Data supplied below:

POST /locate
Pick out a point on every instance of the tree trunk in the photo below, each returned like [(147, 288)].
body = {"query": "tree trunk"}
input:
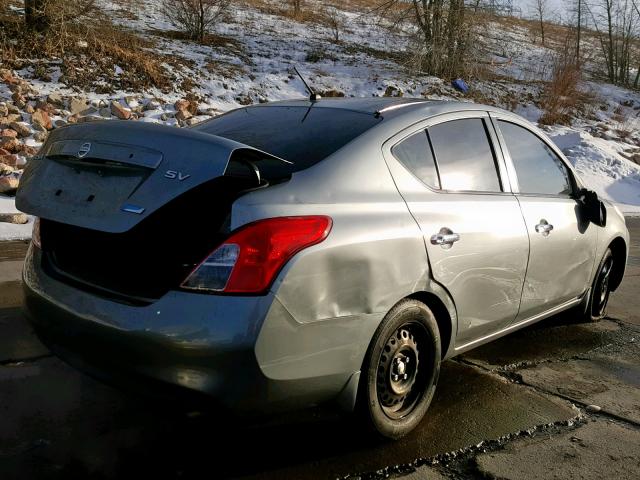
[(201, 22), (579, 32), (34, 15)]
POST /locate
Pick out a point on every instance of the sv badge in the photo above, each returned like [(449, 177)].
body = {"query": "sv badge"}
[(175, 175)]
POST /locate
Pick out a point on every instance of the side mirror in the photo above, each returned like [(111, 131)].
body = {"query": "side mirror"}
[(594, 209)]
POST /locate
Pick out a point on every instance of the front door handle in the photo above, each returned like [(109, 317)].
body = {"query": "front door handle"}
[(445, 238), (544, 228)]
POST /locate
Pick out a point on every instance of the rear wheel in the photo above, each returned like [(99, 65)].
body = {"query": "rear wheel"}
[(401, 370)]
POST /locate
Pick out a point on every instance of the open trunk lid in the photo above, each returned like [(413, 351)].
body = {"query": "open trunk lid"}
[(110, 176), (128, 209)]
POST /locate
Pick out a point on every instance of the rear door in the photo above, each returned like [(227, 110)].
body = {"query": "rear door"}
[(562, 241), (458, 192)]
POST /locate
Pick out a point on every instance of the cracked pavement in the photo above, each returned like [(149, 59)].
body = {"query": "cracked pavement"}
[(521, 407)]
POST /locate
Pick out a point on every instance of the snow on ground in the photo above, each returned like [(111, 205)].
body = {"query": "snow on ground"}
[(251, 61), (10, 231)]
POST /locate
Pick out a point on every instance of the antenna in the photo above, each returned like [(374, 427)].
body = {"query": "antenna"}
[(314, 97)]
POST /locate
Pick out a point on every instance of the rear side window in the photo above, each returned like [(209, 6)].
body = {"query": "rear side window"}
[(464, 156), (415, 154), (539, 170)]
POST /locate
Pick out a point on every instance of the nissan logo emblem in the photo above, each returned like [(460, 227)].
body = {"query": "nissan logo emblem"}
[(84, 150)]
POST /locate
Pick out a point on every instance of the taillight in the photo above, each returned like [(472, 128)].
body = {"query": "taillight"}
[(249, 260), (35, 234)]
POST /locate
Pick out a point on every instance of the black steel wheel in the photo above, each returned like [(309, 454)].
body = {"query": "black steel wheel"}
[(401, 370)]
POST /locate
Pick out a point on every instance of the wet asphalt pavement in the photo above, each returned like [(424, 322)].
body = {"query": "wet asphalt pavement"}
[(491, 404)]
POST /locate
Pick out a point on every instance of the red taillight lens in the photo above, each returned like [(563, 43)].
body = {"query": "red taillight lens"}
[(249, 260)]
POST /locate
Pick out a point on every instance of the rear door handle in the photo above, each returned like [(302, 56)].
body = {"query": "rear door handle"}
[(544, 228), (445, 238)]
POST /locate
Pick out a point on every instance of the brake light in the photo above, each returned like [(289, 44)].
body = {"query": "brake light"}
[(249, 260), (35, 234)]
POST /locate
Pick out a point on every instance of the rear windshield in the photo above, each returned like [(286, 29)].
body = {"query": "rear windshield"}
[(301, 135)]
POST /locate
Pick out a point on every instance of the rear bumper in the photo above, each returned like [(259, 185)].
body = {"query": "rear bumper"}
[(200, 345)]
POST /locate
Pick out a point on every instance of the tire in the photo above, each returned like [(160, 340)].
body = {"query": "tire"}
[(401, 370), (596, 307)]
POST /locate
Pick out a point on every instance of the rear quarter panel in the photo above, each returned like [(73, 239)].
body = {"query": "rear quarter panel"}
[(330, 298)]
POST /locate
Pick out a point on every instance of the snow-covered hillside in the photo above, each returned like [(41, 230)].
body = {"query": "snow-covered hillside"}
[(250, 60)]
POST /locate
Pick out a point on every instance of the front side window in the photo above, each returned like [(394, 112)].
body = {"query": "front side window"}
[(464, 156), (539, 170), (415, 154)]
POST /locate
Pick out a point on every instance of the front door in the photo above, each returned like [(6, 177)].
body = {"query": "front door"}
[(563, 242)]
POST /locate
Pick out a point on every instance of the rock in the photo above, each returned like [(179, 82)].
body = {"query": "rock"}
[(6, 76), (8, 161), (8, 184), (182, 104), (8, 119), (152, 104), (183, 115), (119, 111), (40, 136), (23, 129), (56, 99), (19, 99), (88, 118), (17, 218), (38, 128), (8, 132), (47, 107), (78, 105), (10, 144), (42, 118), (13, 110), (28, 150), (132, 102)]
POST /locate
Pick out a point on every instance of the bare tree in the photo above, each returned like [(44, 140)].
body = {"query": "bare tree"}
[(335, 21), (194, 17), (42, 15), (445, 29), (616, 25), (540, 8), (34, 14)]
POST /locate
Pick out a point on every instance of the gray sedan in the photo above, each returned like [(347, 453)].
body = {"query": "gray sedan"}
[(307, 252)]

End of Data supplied.

- Directions for this task
Word for word, restate the records above and drop the pictures.

- Result for this task
POST /locate
Pick out a point on every instance of the tree trunk in the photo below, each returned like [(147, 288)].
body = {"query": "tree trunk"}
input:
[(201, 22), (579, 32), (34, 15)]
POST /locate
Pick out a point on every instance of the sv badge in the photo above, each returned like [(449, 177)].
body = {"query": "sv badge"}
[(175, 175)]
POST /locate
Pick out a point on every instance of the side mirror in the photo above, each returned like [(111, 131)].
body = {"query": "side mirror"}
[(594, 209)]
POST /locate
Pick out a point on every instance of the front door handle in the photo above, each returned like [(109, 317)].
body = {"query": "front door handle"}
[(445, 238), (544, 228)]
POST /locate
Pick out a point on every instance of the rear wheel in the photo above, each returned like [(99, 65)].
body = {"query": "rear wheel"}
[(401, 370)]
POST /locate
Pick out a point on every instance of the open trunk lid in the photo above, each returned like [(413, 351)].
body = {"query": "open trunk lid"}
[(110, 176), (128, 209)]
POST /locate
Pick out a point on every instance of the rear door in the photo above, each returned like [(227, 110)].
body = {"query": "rear door"}
[(562, 241), (458, 192)]
POST /locate
Pick out a point on every instance of the cracked pavement in the photo above, each returned like [(149, 59)].
body = {"query": "cracked pavement"}
[(521, 407)]
POST /locate
Pick out a point on every instance of the snow on ground in the photo above, each returned like [(111, 205)].
body = {"query": "snow on ground"}
[(251, 61), (10, 231)]
POST /locate
Pick out a point on every instance of the antenna in the photo above, each returned like [(374, 427)].
body = {"query": "antenna"}
[(314, 97)]
POST /locate
Pick out a point on every instance of the rear side window in the photo above, each returned like [(209, 6)].
body = {"query": "rear side window"}
[(464, 156), (415, 154), (539, 170)]
POST /locate
Pick out a point on every instance of the nissan logo emblem in the photo above, each returned like [(460, 227)].
body = {"query": "nissan logo emblem"}
[(84, 150)]
POST /locate
Pick out a point on every instance of the taillight in the photo above, each returned like [(472, 128)].
body = {"query": "taillight"}
[(249, 260), (35, 234)]
POST /locate
Pick out a point on every instance of the black steel wheel in the photo above, each returned like [(309, 454)].
body = {"query": "black steel wheel"}
[(401, 370)]
POST /locate
Pick out a point on every instance of the wet asphalt pavement in the photo above, each returned like [(424, 322)].
body = {"query": "wet asphalt pavement"}
[(491, 404)]
POST /locate
Pick out a point on every instance of the red taillight lens in the photo above, each returned like [(563, 43)].
body = {"query": "red taillight lens"}
[(249, 260)]
POST /locate
Pick out a point on every instance of the rear door handle in the photo above, each returned like [(302, 56)].
body = {"query": "rear door handle"}
[(544, 228), (445, 238)]
POST /locate
Pick out a point on every instance of the brake light in the photo above, each returned like [(289, 44)].
body = {"query": "brake light"}
[(249, 260), (35, 234)]
POST /locate
Pick out a point on every instance of the rear windshield in the photo above, each returned like [(286, 29)].
body = {"query": "rear windshield"}
[(301, 135)]
POST /locate
Pick out a point on every instance of the rear bumper in the photo above, each returned like [(259, 185)].
body = {"query": "rear bumper"}
[(200, 345)]
POST /locate
Pick out a point on every instance of the tire in the photo above, each returned like [(160, 340)].
body = {"query": "tire"}
[(401, 370), (596, 307)]
POST /locate
Pick out a point on every instance of the rear quarter panel in the photo above, each returned like [(73, 239)].
body = {"query": "rear quarter panel"}
[(330, 298)]
POST /locate
Pick out a point on every instance of the snow-covered hillside in the photo above, each returned like [(41, 230)].
body = {"query": "snow-covered hillside"}
[(250, 60)]
POST /locate
Pick out a point on every instance of the front side window in the photo above, each returned like [(394, 112)].
body = {"query": "front side window"}
[(464, 156), (539, 170), (415, 154)]
POST /locate
Pick out a point on every instance of the front door in the photo above, each returned like [(6, 177)].
body = {"query": "front door"}
[(563, 242)]
POST /locate
Pick out a point on every instance of the rock in the photo above, each returned like [(179, 82)].
body = {"query": "rock"}
[(6, 76), (8, 161), (8, 184), (182, 104), (8, 119), (152, 104), (183, 115), (119, 111), (40, 136), (23, 129), (56, 99), (19, 99), (88, 118), (17, 218), (38, 128), (8, 132), (47, 107), (78, 105), (10, 144), (42, 118), (13, 110), (28, 150), (132, 102)]
POST /locate
Pick out a point on every instance of the bare tree in the photo above, each returned like [(44, 140)].
body = {"query": "bare tree"}
[(335, 21), (194, 17), (42, 15), (445, 29), (616, 25), (540, 8), (34, 14)]
POST /locate
Pick out a point on every instance of the gray sedan in the photo above, each returned like [(347, 453)].
body = {"query": "gray sedan"}
[(307, 252)]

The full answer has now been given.